Da sind sie nun endlich, 10G Router/Switche die sowohl recht kostengünstig sind (je nach Portanzahl zwischen 150 und 500€, NACKT!), als auch ohne Lüfter auskommen, also gut auf den Schreibtisch passen.



Wie man sieht, hat das Teil nur SFP+ Ports, so dass man noch für jeden Anschluss extra ein Modul kaufen muss. Das Bild zeigt 4 10Gbe Kupfermodule, es gibt auch viele diverse LWL Module, auch 1Gbe Kupfer ist noch erhältlich.

Fest eingebaut ist einzig das "Boot/Admin" 1Gbe Port. Vom Namen sollte man sich aber nicht abschrecken lassen, es ist voll benutzbar und kann mit den anderen verbunden werden. Ausserdem kann es zur Stromversorgung herangezogen werden, über POE kann der Switch voll versorgt werden.
Es liegt aber auch ein 24V Steckernetzteil bei. Mit der Spannung nimmt es die Kiste aber nicht so genau. Zwischen 12V und 57V ist alles erlaubt, so dass die normale 48V POE Spannung klaglos akzeptiert wird (bei 12V wäre die Leistung über POE zu gering, 24 müssen es da schon sein damit das Kabel nicht glüht).

Warum schimpft sich das Dingen "Cloud Router Switch" ?
Nun, weil es mit 2 unterschiedlichen Betriebssystemen kommt, die kann man per Weboberfläche auswählen.

"SwOs" ist einfach gehalten, es bietet nur die üblichen Fähigkeiten eines Layer 2 Switches. Also VLAN, Port Trunking,  usw. Wenig einzustellen, bootet innerhalb von wenigen Sekunden (<10)

"RouterOs" ist das Gegenteil, hier haben wir ein volles Ubuntu mit allen Layer 3 Features wie Routing für V4 und V6, Firewall, WLAN, LTE und 5G Gateways, VPN, Internet Aggragation, usw, usw.
Da wird man schnell überfordert, und viele Punkte sind nur bei bestimmten Modulen einsatzfähig. Außerdem nimmt er sich da auch schon mal gerne 2 Minuten zum Booten... bis auf ein paar Piepser ab und zu ist dabei GLAUBEN angesagt.

Ich lass das mal hier aussenvor, aber so kurz gesagt: wer meint, eine Fritzbox wäre ein Router mit vielen Features wird bei diesem Teil mit offenem Mund darstehen. Und, ja, es ist KEIN EINSTEIGERGERÄT. Man kann sich hier voll den Ast absägen und dann muss man es aufschrauben und den internen "Reset Config" "Schalter" (ist nur ne Lötbrücke) festhalten und nochmal von vorne anfangen.

*Übungsdaten*

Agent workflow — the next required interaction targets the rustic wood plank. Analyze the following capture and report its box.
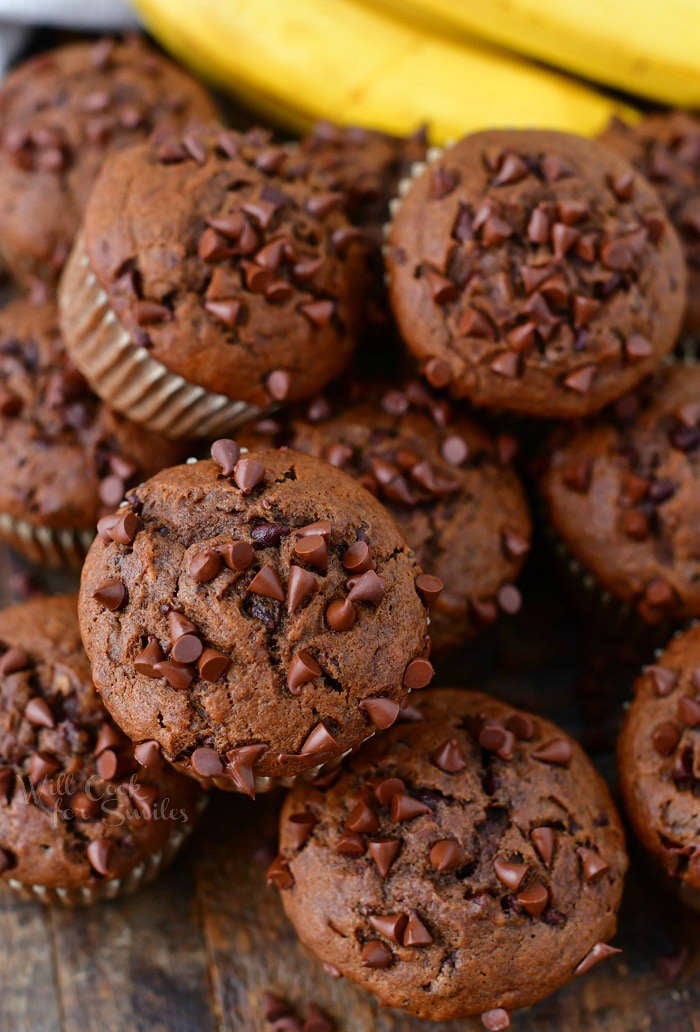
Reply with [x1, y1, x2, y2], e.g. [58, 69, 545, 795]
[0, 892, 61, 1032]
[52, 847, 216, 1032]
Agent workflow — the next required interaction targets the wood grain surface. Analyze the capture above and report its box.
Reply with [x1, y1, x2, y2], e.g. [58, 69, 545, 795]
[0, 549, 700, 1032]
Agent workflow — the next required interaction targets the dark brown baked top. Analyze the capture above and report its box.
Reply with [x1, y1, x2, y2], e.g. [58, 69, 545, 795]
[268, 689, 627, 1021]
[75, 127, 367, 405]
[79, 442, 433, 791]
[0, 299, 184, 529]
[541, 364, 700, 623]
[617, 626, 700, 905]
[298, 122, 427, 245]
[238, 381, 532, 651]
[600, 111, 700, 332]
[0, 595, 199, 889]
[0, 36, 217, 281]
[387, 130, 686, 418]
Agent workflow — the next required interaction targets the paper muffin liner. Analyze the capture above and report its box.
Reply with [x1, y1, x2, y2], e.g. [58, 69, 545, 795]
[59, 236, 260, 438]
[0, 513, 95, 569]
[3, 796, 209, 907]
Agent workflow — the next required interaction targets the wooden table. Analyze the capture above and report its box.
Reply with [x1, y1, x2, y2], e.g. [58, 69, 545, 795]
[0, 551, 700, 1032]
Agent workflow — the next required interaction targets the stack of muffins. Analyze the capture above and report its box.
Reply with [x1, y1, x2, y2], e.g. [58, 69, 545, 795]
[0, 28, 700, 1030]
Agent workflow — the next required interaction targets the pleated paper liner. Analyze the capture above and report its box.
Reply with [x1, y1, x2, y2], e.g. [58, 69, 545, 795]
[0, 513, 95, 570]
[59, 236, 260, 438]
[2, 796, 209, 907]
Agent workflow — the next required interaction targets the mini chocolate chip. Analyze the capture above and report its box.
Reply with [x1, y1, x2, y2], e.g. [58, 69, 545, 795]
[404, 657, 435, 691]
[391, 793, 431, 823]
[494, 857, 528, 893]
[429, 839, 467, 874]
[226, 742, 267, 799]
[189, 548, 221, 584]
[246, 562, 285, 602]
[233, 458, 265, 494]
[220, 541, 255, 573]
[368, 837, 401, 878]
[516, 881, 549, 917]
[295, 722, 338, 755]
[212, 438, 241, 477]
[432, 738, 467, 774]
[197, 648, 231, 681]
[190, 745, 224, 777]
[651, 720, 681, 756]
[92, 577, 128, 613]
[345, 800, 379, 835]
[153, 659, 194, 691]
[359, 697, 400, 731]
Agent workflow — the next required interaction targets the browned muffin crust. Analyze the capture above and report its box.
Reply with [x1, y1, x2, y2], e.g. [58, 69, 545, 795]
[617, 626, 700, 909]
[268, 689, 627, 1028]
[0, 36, 217, 282]
[600, 111, 700, 333]
[0, 595, 199, 889]
[238, 381, 532, 651]
[541, 364, 700, 623]
[79, 442, 433, 792]
[64, 127, 367, 406]
[386, 130, 686, 418]
[0, 299, 184, 529]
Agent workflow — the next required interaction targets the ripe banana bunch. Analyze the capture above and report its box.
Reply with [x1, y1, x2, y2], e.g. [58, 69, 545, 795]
[135, 0, 631, 143]
[378, 0, 700, 107]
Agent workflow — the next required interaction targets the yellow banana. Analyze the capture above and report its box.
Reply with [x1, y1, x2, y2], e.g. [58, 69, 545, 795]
[135, 0, 630, 142]
[375, 0, 700, 107]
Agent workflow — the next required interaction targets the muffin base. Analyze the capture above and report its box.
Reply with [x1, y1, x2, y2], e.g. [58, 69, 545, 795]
[59, 236, 260, 438]
[3, 796, 209, 907]
[0, 513, 95, 569]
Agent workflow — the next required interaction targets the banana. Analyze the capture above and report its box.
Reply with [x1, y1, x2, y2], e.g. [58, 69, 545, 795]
[375, 0, 700, 107]
[135, 0, 632, 143]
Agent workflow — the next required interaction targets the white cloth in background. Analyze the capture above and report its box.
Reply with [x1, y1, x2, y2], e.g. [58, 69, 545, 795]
[0, 0, 137, 75]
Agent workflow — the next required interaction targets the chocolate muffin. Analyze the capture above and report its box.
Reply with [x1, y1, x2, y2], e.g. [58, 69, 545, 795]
[0, 298, 183, 566]
[298, 122, 427, 245]
[541, 364, 700, 624]
[61, 128, 367, 437]
[268, 689, 627, 1028]
[386, 130, 686, 419]
[0, 36, 217, 283]
[600, 111, 700, 333]
[238, 381, 532, 652]
[79, 441, 433, 795]
[0, 595, 203, 904]
[617, 626, 700, 909]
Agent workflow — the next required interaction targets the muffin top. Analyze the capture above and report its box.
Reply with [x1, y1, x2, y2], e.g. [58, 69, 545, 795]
[386, 130, 686, 418]
[238, 381, 532, 651]
[600, 111, 700, 333]
[617, 626, 700, 906]
[541, 364, 700, 623]
[268, 689, 627, 1027]
[0, 36, 216, 281]
[0, 299, 183, 530]
[298, 122, 427, 244]
[72, 127, 367, 406]
[0, 595, 203, 889]
[79, 441, 433, 791]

*Schriftliche Aufgabe A*
Beantworte die folgenden Fragen zum Auszug:
(i) Welcher Port ist laut Auszug fest eingebaut?
(ii) In welchem Spannungsbereich ist die Versorgung des Geräts erlaubt?
(iii) Innerhalb welcher Zeit bootet "SwOs"?
*Schriftliche Aufgabe B*
Zeige jede Zeile der Datensätze, in der die Zeichenfolge "chocolate" vorkommt.
Die Datensätze stehen in keinem Zusammenhang mit dem Auszug.

*Fertige Antwort A*
(i) Das "Boot/Admin" 1Gbe Port.
(ii) Zwischen 12V und 57V.
(iii) Innerhalb von wenigen Sekunden (unter 10).

*Fertige Antwort B*
Agent workflow — the next required interaction targets the mini chocolate chip. Analyze the capture above and report its box.
Agent workflow — the next required interaction targets the chocolate muffin. Analyze the capture above and report its box.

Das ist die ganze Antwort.